# Exercise prompt
Scan the entries for lines with the word "spot" and copy those lines.

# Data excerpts
- Opening Delimiter -

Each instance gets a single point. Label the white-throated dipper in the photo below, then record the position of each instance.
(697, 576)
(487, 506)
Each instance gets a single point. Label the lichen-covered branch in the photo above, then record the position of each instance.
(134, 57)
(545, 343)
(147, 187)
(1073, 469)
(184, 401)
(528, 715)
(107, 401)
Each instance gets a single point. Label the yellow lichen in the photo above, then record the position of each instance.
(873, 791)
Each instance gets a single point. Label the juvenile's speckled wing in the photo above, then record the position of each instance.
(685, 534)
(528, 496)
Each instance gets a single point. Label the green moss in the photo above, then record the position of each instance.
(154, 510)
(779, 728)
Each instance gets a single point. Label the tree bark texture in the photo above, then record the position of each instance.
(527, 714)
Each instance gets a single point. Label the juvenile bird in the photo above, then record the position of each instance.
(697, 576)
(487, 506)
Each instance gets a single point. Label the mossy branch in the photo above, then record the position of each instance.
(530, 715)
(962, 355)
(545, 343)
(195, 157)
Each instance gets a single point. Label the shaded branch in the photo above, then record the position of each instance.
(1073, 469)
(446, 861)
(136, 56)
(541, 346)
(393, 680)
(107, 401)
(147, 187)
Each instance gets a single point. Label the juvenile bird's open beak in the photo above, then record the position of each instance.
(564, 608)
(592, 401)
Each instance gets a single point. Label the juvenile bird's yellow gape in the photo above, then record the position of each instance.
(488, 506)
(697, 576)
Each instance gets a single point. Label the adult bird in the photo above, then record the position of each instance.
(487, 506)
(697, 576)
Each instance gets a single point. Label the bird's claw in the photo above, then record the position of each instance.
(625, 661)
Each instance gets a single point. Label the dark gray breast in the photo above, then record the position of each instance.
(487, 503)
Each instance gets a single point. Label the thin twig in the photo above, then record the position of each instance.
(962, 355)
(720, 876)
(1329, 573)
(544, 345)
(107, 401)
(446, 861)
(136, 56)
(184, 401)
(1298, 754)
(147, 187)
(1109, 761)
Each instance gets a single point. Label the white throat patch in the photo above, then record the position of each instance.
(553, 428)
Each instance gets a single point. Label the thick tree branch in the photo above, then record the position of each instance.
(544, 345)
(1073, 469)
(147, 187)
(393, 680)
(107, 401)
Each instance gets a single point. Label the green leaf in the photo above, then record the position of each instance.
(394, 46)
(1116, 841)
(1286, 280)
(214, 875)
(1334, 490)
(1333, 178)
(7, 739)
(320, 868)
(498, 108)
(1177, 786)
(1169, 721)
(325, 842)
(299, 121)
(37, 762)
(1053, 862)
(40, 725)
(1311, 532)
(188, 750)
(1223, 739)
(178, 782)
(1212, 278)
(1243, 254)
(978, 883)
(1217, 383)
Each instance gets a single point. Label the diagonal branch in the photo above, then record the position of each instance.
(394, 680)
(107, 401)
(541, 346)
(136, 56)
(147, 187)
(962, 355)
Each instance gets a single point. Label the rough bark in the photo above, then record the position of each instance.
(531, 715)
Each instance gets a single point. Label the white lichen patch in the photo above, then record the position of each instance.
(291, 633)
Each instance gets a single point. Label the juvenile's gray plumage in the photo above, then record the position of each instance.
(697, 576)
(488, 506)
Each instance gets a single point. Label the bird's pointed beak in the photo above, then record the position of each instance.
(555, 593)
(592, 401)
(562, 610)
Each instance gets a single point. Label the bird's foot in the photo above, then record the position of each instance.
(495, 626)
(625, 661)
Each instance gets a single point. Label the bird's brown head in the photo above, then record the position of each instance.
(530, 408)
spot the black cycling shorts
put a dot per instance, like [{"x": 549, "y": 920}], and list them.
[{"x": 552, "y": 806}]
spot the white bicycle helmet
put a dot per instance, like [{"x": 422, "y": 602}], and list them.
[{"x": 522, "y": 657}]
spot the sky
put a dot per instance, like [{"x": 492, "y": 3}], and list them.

- Closing Delimiter -

# Output below
spot the black cycling shorts
spot the white bicycle helmet
spot the sky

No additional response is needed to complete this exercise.